--- Exercice 1 ---
Résumez l'extrait fourni en deux phrases.
--- Exercice 2 ---
Recopiez à l'identique le passage de l'extrait fourni qui va de « C’est ainsi que » à « recommandations des machines. ».

--- Extrait fourni ---
--------------------------------

C’est ainsi que des entreprises innovantes, bien que ne disposant pas des ressources des Google et autres Tesla, ont commencé par expérimenter ces technologies en les appliquant à un périmètre restreint puis les ont déployées progressivement sur l’ensemble des processus. Elles sont parties de quelques analyses prédictives puis, de là, ont entrepris d’automatiser des processus de plus en plus décisifs.
Par exemple, certaines d’entre elles ont commencé par rechercher quels clients présentaient le plus grand risque de résiliation, puis sont allées jusqu’à placer leur stratégie d’engagement client en pilotage automatique. D’autres sont parties de l’identification des comportements de paiement de leurs clients et ont fini par baser leur processus de recouvrement sur les recommandations des machines.

--------------------------------

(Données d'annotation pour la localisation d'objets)
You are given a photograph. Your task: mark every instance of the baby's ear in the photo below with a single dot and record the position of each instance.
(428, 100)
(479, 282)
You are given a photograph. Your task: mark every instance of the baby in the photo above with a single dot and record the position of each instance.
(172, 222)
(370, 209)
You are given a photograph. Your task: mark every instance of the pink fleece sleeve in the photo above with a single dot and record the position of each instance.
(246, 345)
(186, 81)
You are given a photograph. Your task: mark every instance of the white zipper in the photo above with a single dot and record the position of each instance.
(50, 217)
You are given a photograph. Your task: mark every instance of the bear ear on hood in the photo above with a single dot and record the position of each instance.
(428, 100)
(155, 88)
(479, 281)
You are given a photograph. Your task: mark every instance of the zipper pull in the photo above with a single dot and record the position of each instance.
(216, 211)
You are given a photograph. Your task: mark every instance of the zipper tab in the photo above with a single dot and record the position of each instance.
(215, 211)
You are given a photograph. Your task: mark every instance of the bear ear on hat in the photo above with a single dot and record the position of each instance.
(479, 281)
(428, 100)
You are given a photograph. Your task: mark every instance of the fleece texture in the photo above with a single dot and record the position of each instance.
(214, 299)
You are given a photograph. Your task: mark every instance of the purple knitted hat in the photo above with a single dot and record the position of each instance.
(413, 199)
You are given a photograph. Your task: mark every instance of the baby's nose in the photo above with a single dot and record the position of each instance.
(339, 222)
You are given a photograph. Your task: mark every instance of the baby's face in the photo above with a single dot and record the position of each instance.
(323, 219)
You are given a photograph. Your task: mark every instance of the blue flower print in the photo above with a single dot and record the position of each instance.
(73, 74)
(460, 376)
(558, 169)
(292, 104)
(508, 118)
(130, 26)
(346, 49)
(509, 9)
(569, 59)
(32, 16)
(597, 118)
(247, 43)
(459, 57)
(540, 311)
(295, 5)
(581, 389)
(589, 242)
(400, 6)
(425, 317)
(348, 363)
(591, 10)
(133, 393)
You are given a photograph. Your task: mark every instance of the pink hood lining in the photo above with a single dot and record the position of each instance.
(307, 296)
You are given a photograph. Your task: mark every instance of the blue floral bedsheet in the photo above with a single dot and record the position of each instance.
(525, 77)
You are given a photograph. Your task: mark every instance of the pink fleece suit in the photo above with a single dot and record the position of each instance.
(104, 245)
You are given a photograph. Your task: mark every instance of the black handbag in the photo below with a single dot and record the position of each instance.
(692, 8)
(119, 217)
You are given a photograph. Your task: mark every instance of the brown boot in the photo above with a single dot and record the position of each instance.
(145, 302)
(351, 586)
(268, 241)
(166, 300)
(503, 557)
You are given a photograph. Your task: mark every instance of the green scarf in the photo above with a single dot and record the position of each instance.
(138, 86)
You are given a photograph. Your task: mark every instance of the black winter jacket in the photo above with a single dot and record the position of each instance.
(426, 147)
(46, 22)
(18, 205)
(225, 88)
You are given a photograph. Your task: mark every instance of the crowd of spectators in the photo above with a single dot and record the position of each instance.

--------------------------------

--- Réponse complète 1 ---
Des entreprises innovantes qui ne disposent pas des ressources de Google ou de Tesla ont d'abord expérimenté ces technologies sur un périmètre restreint. Elles les ont ensuite étendues progressivement à l'ensemble de leurs processus, en passant de quelques analyses prédictives à l'automatisation de processus de plus en plus décisifs, par exemple de la détection des clients à risque de résiliation jusqu'au pilotage automatique de l'engagement client.

--- Réponse complète 2 ---
C’est ainsi que des entreprises innovantes, bien que ne disposant pas des ressources des Google et autres Tesla, ont commencé par expérimenter ces technologies en les appliquant à un périmètre restreint puis les ont déployées progressivement sur l’ensemble des processus. Elles sont parties de quelques analyses prédictives puis, de là, ont entrepris d’automatiser des processus de plus en plus décisifs.
Par exemple, certaines d’entre elles ont commencé par rechercher quels clients présentaient le plus grand risque de résiliation, puis sont allées jusqu’à placer leur stratégie d’engagement client en pilotage automatique. D’autres sont parties de l’identification des comportements de paiement de leurs clients et ont fini par baser leur processus de recouvrement sur les recommandations des machines.